_Task details:_
After finding the line with "Task: the pointer indicates each instance of the dark" in the entries below, retype exactly each line from there through the line with "Task: the pointer indicates each instance of the red curtain", including that final line.

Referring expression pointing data
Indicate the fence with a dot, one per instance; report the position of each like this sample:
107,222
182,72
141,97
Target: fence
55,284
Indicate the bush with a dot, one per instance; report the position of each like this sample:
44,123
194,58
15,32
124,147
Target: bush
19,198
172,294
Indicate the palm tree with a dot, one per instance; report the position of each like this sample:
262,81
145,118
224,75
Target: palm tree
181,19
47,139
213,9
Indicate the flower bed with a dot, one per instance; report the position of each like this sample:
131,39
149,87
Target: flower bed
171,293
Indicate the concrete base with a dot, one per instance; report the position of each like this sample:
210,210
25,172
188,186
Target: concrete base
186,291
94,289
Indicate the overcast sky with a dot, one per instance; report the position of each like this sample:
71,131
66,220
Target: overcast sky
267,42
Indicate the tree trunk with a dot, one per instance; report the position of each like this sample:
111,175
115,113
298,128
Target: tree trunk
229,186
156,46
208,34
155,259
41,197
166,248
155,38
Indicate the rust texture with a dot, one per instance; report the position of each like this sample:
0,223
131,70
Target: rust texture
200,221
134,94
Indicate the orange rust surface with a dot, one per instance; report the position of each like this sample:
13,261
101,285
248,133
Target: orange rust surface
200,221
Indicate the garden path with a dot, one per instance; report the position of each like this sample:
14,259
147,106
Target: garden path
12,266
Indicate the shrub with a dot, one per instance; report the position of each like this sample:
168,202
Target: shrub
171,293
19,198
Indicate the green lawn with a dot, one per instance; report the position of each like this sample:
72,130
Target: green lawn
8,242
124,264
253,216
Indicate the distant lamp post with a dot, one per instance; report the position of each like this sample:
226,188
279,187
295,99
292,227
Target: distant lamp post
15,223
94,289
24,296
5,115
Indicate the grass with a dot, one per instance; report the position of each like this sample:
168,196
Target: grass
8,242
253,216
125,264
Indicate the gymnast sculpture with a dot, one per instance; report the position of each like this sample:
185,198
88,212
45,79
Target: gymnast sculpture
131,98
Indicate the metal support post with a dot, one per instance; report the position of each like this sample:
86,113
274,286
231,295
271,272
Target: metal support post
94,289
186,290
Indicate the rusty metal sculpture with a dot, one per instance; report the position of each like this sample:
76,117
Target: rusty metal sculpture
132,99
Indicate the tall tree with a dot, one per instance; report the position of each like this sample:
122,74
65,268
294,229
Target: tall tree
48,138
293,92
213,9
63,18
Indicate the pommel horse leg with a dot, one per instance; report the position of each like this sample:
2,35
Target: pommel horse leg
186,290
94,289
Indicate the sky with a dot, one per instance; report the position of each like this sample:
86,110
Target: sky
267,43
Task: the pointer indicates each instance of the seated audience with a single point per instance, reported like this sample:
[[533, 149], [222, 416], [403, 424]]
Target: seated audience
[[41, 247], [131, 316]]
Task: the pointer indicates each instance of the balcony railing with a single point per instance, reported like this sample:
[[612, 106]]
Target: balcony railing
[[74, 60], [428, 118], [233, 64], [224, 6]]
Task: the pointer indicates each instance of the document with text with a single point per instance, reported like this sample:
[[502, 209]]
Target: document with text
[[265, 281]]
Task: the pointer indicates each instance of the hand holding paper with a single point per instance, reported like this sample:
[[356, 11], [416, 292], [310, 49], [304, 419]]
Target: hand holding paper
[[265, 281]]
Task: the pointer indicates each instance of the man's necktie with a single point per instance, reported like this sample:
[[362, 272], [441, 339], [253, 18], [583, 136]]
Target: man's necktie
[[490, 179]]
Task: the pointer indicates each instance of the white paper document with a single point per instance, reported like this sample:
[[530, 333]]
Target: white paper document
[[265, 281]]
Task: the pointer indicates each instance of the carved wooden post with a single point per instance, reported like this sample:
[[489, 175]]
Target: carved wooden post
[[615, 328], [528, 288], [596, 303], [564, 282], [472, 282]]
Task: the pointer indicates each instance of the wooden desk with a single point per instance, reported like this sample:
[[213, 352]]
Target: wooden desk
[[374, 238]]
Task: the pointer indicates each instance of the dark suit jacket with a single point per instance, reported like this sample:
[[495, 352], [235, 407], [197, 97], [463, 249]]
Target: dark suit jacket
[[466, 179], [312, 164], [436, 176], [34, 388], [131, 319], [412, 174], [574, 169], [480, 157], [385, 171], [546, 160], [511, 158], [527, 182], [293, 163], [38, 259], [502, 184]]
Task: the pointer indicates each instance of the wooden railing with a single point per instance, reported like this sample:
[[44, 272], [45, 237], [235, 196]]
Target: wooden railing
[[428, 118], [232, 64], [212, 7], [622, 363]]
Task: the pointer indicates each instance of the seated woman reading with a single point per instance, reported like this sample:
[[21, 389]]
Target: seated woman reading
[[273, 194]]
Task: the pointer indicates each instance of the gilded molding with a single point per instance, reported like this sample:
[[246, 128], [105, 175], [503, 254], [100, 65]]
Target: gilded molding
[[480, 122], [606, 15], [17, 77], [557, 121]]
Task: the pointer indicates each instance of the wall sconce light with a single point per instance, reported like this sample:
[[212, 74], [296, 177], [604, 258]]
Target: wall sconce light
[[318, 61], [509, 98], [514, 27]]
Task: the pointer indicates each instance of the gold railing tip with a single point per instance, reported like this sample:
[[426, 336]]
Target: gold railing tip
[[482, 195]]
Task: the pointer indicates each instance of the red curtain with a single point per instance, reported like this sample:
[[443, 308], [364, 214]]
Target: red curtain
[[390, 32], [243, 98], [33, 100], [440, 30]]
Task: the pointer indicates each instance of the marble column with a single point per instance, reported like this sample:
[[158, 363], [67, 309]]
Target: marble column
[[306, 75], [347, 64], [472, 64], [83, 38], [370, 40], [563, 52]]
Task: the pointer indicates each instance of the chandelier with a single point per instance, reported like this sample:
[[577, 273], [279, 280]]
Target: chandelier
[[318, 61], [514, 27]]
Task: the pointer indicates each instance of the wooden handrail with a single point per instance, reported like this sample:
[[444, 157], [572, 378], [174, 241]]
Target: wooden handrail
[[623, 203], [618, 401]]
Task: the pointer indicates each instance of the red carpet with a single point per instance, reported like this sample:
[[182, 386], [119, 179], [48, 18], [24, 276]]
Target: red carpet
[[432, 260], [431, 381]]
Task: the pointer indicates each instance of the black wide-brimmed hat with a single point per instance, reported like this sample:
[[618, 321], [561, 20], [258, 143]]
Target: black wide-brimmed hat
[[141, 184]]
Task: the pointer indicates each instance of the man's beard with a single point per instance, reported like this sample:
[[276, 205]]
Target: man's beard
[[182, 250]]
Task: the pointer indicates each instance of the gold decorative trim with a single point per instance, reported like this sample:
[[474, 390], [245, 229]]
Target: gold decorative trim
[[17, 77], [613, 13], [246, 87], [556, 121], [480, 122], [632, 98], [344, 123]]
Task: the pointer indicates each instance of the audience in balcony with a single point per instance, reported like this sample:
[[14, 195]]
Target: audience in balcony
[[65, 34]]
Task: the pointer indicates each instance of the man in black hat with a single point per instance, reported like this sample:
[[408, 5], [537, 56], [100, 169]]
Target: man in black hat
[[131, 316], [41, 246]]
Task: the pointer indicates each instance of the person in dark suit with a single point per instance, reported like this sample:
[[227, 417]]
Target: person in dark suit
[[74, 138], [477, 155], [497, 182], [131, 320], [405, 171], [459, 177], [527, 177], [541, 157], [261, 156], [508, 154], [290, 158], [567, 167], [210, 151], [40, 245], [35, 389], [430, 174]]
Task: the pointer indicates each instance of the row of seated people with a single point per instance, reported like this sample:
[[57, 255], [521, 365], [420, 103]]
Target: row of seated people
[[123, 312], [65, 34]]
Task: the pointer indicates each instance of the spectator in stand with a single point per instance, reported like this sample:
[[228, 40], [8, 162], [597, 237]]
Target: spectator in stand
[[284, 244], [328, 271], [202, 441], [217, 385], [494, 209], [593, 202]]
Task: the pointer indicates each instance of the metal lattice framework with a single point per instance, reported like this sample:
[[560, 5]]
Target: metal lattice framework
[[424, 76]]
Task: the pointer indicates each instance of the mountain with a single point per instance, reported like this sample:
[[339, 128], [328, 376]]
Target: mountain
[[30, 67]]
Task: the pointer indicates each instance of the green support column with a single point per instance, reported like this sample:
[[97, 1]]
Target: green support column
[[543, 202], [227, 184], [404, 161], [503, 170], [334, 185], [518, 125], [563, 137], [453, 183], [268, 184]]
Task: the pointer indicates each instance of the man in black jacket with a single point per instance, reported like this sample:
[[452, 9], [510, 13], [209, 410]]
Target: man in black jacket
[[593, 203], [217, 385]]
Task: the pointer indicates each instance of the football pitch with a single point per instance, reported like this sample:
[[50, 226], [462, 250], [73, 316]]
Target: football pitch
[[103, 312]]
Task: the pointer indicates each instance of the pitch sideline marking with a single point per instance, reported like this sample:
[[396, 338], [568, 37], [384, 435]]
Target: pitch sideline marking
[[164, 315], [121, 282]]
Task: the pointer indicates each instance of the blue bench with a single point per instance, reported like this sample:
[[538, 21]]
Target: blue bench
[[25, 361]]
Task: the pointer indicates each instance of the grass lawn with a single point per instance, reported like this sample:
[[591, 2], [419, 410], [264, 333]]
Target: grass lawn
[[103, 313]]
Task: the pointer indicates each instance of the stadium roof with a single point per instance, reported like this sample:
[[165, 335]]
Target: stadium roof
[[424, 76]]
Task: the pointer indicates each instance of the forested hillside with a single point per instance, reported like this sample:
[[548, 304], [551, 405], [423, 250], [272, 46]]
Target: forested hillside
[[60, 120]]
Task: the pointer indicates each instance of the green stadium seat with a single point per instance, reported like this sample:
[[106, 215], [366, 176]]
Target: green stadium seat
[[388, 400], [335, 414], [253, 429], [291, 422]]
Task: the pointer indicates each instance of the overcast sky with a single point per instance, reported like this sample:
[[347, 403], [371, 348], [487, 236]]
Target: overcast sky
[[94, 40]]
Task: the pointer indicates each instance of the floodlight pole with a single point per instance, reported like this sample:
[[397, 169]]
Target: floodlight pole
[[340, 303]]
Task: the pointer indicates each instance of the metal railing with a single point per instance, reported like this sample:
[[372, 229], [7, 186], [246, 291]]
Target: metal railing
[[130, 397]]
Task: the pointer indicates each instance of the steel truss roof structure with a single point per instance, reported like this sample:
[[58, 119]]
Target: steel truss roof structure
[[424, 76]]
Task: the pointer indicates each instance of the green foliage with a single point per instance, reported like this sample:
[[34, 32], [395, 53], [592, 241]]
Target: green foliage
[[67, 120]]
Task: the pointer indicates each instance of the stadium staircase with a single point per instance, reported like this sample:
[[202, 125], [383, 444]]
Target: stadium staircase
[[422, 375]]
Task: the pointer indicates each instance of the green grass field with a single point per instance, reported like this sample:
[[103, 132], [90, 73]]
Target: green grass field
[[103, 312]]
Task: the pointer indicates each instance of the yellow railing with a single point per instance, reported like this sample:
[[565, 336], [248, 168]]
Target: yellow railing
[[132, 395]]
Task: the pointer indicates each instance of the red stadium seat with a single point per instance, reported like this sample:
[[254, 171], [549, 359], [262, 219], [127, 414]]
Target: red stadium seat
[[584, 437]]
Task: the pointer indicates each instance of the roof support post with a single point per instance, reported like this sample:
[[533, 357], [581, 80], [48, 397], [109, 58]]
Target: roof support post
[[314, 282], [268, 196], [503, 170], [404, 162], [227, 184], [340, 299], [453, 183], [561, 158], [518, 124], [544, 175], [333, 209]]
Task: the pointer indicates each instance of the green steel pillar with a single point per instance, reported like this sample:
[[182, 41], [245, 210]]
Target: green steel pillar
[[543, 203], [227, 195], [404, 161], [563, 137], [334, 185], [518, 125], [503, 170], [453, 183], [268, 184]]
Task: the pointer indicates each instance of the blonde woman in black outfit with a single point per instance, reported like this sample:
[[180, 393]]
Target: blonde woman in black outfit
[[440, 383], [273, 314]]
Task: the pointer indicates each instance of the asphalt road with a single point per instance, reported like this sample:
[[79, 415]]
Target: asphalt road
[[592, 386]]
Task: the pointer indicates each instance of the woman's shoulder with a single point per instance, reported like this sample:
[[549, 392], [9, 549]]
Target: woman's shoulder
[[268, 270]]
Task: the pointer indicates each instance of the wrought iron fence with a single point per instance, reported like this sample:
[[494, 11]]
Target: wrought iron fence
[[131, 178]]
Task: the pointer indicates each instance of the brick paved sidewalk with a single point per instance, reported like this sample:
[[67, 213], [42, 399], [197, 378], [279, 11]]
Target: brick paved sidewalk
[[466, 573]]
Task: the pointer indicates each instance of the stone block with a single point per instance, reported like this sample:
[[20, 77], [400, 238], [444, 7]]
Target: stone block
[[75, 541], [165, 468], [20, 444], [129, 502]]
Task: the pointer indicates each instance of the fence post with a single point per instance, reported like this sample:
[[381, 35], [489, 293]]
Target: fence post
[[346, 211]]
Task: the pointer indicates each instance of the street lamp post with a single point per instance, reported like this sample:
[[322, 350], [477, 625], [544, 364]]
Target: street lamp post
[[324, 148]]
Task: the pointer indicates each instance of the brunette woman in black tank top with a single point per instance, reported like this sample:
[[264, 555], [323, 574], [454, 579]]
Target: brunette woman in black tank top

_Written response:_
Task: the pointer indicates each instance of the dark suit jacket with a single point per instance, reported like this sample:
[[495, 352], [235, 407], [197, 97], [463, 249]]
Target: dark suit jacket
[[466, 179], [312, 164], [436, 176], [34, 388], [131, 319], [412, 174], [574, 169], [480, 157], [385, 171], [546, 160], [511, 158], [527, 182], [293, 163], [38, 259], [502, 184]]
Task: the pointer indicates each instance of the wooden railing with a single point per instance, reported like this sample:
[[44, 272], [45, 237], [235, 196]]
Target: wooden railing
[[428, 118], [232, 64], [212, 7], [622, 363]]
Task: the pointer indicates each instance of the seated woman reading with a single point per instance, reported like this sample:
[[21, 389]]
Target: seated woman reading
[[273, 194]]
Task: the pointer indicates each instance of the gilded molding with a single point per instance, reported like this sample:
[[246, 128], [105, 175], [503, 254], [100, 65]]
Target: gilded molding
[[480, 122], [606, 15], [17, 77], [557, 121]]
Task: the pointer indicates each instance of the wall sconce light with a single point per instance, reported like this sample:
[[212, 74], [296, 177], [604, 258]]
Target: wall sconce light
[[318, 61], [509, 98], [514, 27]]
Task: the pointer indicates each instance of the gold railing tip with a single point per instance, reported like this sample:
[[426, 336]]
Target: gold railing tip
[[482, 195]]
Task: the pointer indicates each instance of the red curtain with a single point per instance, reported like this sample:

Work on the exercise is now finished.